# START OF Exercise material

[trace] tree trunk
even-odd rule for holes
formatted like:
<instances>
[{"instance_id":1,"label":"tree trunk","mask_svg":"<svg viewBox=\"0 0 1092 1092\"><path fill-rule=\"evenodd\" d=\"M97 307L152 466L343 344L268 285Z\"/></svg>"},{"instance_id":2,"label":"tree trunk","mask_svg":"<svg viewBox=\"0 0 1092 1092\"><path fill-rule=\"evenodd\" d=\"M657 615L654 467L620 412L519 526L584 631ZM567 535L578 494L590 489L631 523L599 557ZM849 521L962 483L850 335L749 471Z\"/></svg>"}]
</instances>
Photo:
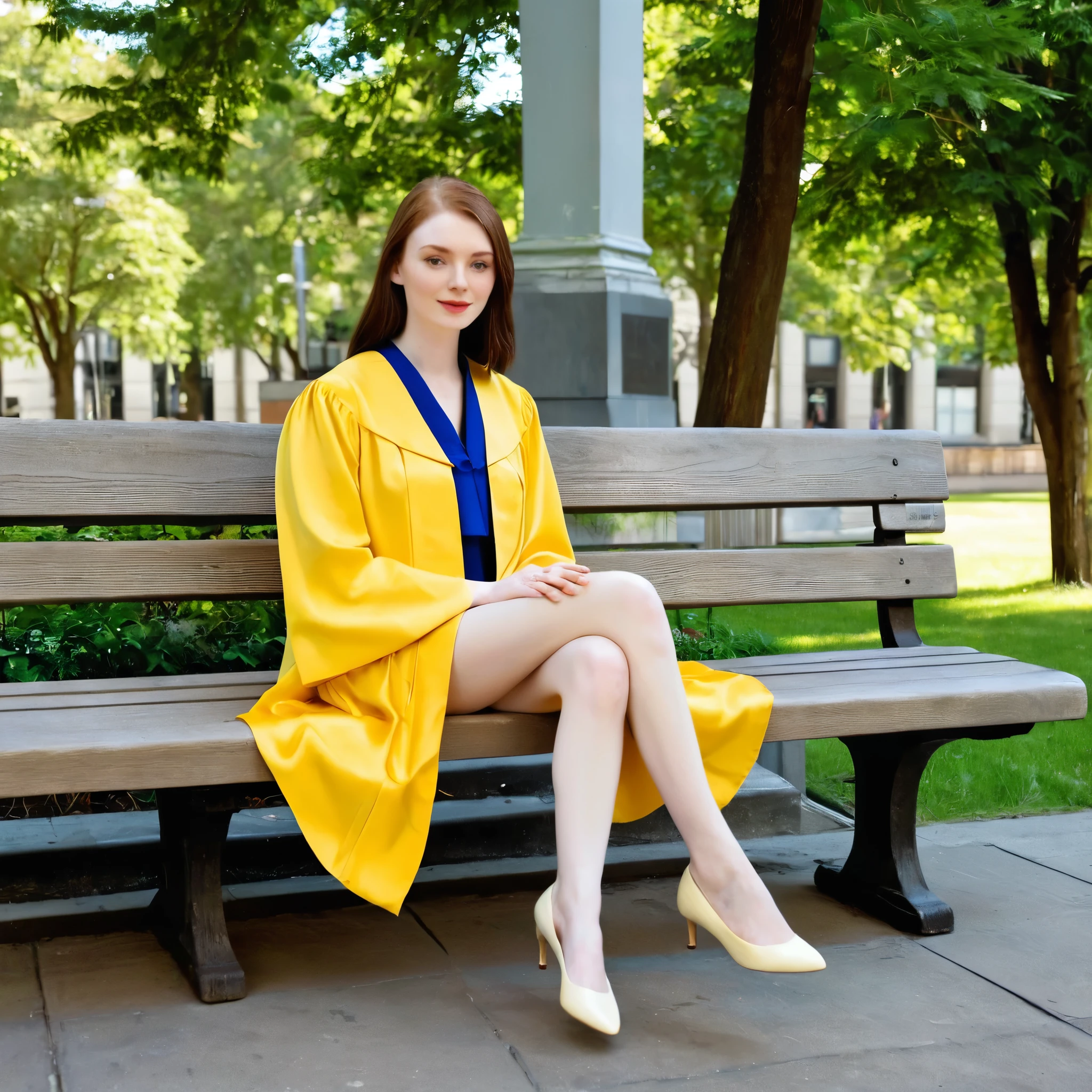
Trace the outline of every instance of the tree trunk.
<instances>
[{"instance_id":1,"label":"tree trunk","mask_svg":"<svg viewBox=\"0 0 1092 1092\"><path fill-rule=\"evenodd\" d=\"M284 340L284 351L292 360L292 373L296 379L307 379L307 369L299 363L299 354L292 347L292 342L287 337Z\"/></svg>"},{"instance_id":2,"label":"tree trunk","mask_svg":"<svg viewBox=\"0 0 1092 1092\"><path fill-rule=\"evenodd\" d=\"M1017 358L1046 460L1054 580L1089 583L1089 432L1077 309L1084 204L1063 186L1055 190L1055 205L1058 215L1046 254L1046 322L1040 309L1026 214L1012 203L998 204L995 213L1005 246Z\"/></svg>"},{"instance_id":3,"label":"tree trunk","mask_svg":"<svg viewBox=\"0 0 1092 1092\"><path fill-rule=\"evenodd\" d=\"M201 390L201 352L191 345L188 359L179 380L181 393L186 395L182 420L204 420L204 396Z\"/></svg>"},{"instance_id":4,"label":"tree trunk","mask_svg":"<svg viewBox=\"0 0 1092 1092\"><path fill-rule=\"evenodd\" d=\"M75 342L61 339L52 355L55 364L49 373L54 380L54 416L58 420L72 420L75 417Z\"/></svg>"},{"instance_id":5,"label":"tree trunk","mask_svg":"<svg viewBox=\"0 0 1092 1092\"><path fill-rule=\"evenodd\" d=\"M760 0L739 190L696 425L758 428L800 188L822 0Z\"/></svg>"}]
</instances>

# END OF Exercise material
# START OF Exercise material

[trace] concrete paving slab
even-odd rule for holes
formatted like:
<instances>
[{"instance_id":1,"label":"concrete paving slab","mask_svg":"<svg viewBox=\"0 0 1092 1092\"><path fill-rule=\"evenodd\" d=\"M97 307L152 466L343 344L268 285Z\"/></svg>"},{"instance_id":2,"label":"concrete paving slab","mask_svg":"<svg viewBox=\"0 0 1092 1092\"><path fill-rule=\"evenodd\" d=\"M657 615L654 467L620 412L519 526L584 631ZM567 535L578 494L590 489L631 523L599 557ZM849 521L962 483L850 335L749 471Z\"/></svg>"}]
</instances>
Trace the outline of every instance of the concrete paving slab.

# END OF Exercise material

Written problem
Filter the material above and copy every line that contains the string "slab".

Result of the exercise
[trace] concrete paving slab
[{"instance_id":1,"label":"concrete paving slab","mask_svg":"<svg viewBox=\"0 0 1092 1092\"><path fill-rule=\"evenodd\" d=\"M97 307L152 466L343 344L268 285Z\"/></svg>"},{"instance_id":2,"label":"concrete paving slab","mask_svg":"<svg viewBox=\"0 0 1092 1092\"><path fill-rule=\"evenodd\" d=\"M657 615L654 467L620 412L519 526L584 631ZM567 535L578 494L590 489L631 523L599 557ZM849 521L962 483L850 335L749 471Z\"/></svg>"}]
Trace the outline of every instance of the concrete paving slab.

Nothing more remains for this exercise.